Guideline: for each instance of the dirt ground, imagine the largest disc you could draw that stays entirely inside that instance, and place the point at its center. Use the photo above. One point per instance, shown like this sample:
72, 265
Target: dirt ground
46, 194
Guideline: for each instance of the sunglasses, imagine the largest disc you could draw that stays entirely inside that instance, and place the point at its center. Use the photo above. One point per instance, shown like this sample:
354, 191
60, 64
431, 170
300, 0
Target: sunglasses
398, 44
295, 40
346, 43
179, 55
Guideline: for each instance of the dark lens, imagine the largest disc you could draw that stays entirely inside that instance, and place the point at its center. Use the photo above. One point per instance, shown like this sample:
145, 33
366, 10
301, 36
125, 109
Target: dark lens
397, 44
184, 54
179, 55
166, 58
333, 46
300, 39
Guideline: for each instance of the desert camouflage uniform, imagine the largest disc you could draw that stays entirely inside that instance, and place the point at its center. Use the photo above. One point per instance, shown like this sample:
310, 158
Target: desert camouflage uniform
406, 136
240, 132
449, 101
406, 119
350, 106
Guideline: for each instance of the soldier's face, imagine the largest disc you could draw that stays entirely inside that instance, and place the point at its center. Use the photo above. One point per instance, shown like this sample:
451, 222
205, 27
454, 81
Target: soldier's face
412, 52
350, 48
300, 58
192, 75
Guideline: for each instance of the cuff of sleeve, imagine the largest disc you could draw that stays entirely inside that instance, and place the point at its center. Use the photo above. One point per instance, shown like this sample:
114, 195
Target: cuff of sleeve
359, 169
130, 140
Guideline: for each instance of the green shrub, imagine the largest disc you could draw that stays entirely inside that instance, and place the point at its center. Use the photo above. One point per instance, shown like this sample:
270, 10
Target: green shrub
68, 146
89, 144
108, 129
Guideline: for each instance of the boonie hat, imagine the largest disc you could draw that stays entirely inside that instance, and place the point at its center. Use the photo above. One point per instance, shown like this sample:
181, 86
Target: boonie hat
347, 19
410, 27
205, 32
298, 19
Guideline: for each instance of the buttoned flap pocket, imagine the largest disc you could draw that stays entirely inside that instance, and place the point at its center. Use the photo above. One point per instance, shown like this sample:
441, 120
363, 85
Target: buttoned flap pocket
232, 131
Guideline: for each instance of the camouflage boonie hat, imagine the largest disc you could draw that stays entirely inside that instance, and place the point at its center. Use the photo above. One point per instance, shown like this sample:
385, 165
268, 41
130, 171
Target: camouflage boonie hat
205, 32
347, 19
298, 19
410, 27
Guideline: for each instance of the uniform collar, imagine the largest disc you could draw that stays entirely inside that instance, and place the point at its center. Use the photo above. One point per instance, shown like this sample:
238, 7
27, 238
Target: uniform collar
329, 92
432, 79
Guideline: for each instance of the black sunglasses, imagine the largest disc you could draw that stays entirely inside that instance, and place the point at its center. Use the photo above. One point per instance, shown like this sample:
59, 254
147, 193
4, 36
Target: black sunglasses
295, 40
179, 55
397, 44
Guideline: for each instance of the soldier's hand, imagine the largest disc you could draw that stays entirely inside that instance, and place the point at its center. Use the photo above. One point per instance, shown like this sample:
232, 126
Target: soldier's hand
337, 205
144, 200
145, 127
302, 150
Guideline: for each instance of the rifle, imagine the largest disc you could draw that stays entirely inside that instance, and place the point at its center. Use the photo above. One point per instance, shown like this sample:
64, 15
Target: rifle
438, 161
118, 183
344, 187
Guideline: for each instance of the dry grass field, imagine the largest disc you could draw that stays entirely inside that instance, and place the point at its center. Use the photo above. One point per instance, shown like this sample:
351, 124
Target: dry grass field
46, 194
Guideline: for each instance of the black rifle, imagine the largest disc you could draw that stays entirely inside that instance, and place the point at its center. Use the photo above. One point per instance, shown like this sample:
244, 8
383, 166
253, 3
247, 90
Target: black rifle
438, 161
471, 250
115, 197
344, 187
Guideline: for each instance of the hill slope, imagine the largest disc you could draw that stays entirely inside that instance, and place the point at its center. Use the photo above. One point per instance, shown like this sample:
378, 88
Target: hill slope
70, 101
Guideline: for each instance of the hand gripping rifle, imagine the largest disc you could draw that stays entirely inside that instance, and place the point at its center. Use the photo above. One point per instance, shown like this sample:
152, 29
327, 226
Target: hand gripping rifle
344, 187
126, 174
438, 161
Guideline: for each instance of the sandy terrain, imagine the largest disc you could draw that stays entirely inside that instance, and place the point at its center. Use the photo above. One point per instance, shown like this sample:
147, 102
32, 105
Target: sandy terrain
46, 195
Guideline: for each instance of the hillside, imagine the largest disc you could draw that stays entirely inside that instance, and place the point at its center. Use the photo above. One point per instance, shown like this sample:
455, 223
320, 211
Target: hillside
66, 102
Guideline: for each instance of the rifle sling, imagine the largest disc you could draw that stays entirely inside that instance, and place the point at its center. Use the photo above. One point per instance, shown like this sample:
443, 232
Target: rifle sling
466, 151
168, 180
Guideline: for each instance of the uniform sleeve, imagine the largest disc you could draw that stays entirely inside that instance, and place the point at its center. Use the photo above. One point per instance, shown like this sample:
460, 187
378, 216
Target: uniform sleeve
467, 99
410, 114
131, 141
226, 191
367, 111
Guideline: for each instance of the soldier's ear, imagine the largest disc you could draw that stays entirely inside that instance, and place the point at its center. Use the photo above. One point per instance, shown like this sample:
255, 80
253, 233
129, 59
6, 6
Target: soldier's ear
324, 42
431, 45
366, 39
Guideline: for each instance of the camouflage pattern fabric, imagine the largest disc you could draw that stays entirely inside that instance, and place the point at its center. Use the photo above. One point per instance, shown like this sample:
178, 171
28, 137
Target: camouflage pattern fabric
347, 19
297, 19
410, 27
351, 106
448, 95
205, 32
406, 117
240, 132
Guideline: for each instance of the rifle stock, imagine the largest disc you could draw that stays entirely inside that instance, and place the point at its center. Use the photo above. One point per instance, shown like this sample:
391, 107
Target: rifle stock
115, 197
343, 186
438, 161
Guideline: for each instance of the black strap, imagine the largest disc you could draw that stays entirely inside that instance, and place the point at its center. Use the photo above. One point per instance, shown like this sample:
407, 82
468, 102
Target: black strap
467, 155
+ + + + + + +
◆ **What you should do**
Retype every record above exactly.

◆ **Exercise response**
Guideline: for each instance of the dirt ground, imagine the largest disc you could draw that stays entirely inside that instance, and place the point at its center. Use the photo above. One point per instance, shown like this sample:
72, 265
Target: dirt ground
46, 194
Guideline: for each instance of the sunglasses, imagine the largest disc you could draw that stays entirely inside that instance, and place the point at its center. Use the photo above. One point per instance, shown like this sample:
354, 191
60, 64
431, 170
300, 0
Target: sunglasses
398, 44
295, 40
346, 43
179, 55
Guideline: for each instance of the dark lens, imagine the largest disc you could draw that stays entirely inside that instance, and place the point at its center. Use the photo above. One point per instance, shown like this sample:
145, 33
366, 10
301, 36
125, 109
Target: dark lens
397, 44
184, 54
179, 55
166, 58
333, 46
300, 39
Guideline: for each instance of the desert camouflage uniform, imagine the largest disc you could draw that stays entirely inside that instance, and place the point at its center. Use the photo above. One point per instance, shown like this sample:
310, 158
Target: desert camouflage uniform
406, 136
240, 132
449, 101
406, 119
350, 106
Guideline: for each instance of the soldier's face, imagine the largest disc you could draw that stays entirely inside that instance, and place the point at its center. Use the photo above. One point per instance, shown like this sample:
451, 222
205, 27
454, 81
Target: soldier's face
412, 52
350, 48
300, 58
192, 75
Guideline: for each instance of the cuff of sleeve, imagine the largest disc you could draw that stays entirely inside that instance, and place the point at its center. Use the photo above. One point per instance, shown like this sample:
114, 195
Target: cuff of sleeve
359, 169
130, 140
Guideline: for each instance of the green shrub, imagine the largest disc you could draw that stays entirely inside that instance, and place the point at its center. Use the photo above. One point per instance, shown like this sample:
270, 10
Target: green shrub
68, 146
89, 144
108, 129
Guideline: for each instance of the boonie hat, imagine the largest disc you could draw that stays entirely inside that instance, and place the point at its center. Use the photo above. One point per instance, shown like this sample:
181, 86
Target: boonie hat
347, 19
410, 27
205, 32
298, 19
Guideline: for each instance of the buttoned flap pocket, imagine the largest disc you could draw that stays entirely inside that instance, and place the point at its center. Use the photo above. One point per instance, shown like this sample:
441, 120
363, 85
Target: buttoned flap pocket
232, 131
Guideline: for each instance of the camouflage boonie hat, imagine the largest disc you could draw that stays entirely inside that instance, and place the point at its center. Use the photo above. One point per instance, shown like this sample:
385, 165
268, 41
130, 171
Target: camouflage boonie hat
205, 32
347, 19
298, 19
410, 27
Guideline: for each instance of the uniform collar, imagine the largest disc you could draw that stays entirely inside that instance, and place the point at its center. Use the photo above. One point per instance, shown like this sample:
238, 7
27, 238
Target: uniform collar
329, 92
432, 79
Guideline: for each instance of the black sunglasses, imagine the largest disc you could draw that stays entirely inside that instance, and place the point at its center. Use the photo above. One point per instance, shown like this sample:
59, 254
147, 193
4, 36
Target: black sunglasses
295, 40
179, 55
397, 44
Guideline: for each instance of the soldier's hand, imagine the largest disc you could draw that stays entirely inside that instance, and place the point at its center. Use the photo above. One point per instance, shown like this sample:
232, 126
Target: soldier's hand
337, 205
144, 200
145, 127
302, 150
Guideline: for each instance of the rifle, imagine the largest disc you could draw that stays entirely inside that instance, and place the point at its center. Use the photo above. One point per instance, shown like this sample:
64, 15
Target: rifle
438, 161
118, 183
344, 187
Guideline: for each instance of the dry grass field, imagine the largest disc you could draw that stays entirely inside that instance, and place the point at its center. Use the photo above. One point per instance, shown like this sample:
351, 124
Target: dry grass field
46, 194
Guideline: for each instance of the black rifle, imagine the largest disc you could draw that stays entirely inside that instance, and place the point at its center. Use the photo above. One point per instance, shown like this sample:
244, 8
383, 166
253, 3
247, 90
Target: black rifle
438, 161
471, 250
115, 197
344, 187
Guideline: for each instance of the hill slope, imagine the largest disc you could draw that stays entirely inside that instance, and place the point at its center. Use the photo above. One point per instance, shown like this sample:
378, 88
Target: hill slope
70, 101
Guideline: for each instance of the hand gripping rifle, imagine the largest disc you could draw that stays entirely inside that instance, and place the point at its center. Use the photo above. One point per instance, shown like this sample:
152, 29
327, 226
Target: hand gripping rifle
344, 187
126, 174
438, 161
Guideline: for each instance of the sandy terrain, imagine the largest disc you could draw that stays entirely inside that instance, and place the point at its center. Use the photo above. One point per instance, shown like this sample:
147, 102
32, 105
Target: sandy terrain
46, 195
Guideline: for each instance of the hillside, imagine the largest disc you could draw that stays entirely inside that instance, and place the point at its center. Use the photo above. One point per instance, shown like this sample:
455, 223
320, 211
Target: hillside
66, 102
Guideline: for each instance of the rifle sling, imagine the largest disc you could draw that stays entirely inside that instance, and place the point at its center. Use the photo above. One point per instance, shown like this sample:
443, 232
Target: rifle sling
466, 151
168, 180
Guideline: for each instance of the uniform sleeve, imagine the largest disc you could draw that stays entirely inside that instance, and place the point at its center. Use the photo above. One point per instance, shown like this sample:
460, 187
378, 216
Target: uniform sleeve
467, 99
410, 114
131, 141
226, 191
367, 111
Guideline: for each instance of the soldier's ear, imagine the largest disc you could draw that stays entirely inside that instance, and place the point at its center. Use the photo above. One point per instance, shown like this sample:
255, 80
253, 233
129, 59
6, 6
Target: soldier's ear
324, 42
431, 45
366, 39
Guideline: for each instance of the camouflage pattern fabric, imagine the largest disc you could draw that stays entirely inside that instance, and place the point at its center. Use the photo above. One point per instance, shown like this sample:
178, 171
28, 137
Target: camouflage pattern fabric
347, 19
297, 19
410, 27
351, 106
448, 95
205, 32
406, 117
240, 132
Guideline: for each instance of the rifle stock, imagine the largest disc you could draw that stays entirely inside that instance, and place the point at its center. Use the photo above. One point per instance, shown like this sample:
391, 107
Target: rifle stock
115, 197
343, 186
438, 161
Guideline: for each instance of the black strap, imagine the largest disc you could draw that stays entirely inside that instance, and place the point at its center. Use the photo above. One point per instance, shown like this sample:
407, 82
468, 102
Target: black strap
467, 155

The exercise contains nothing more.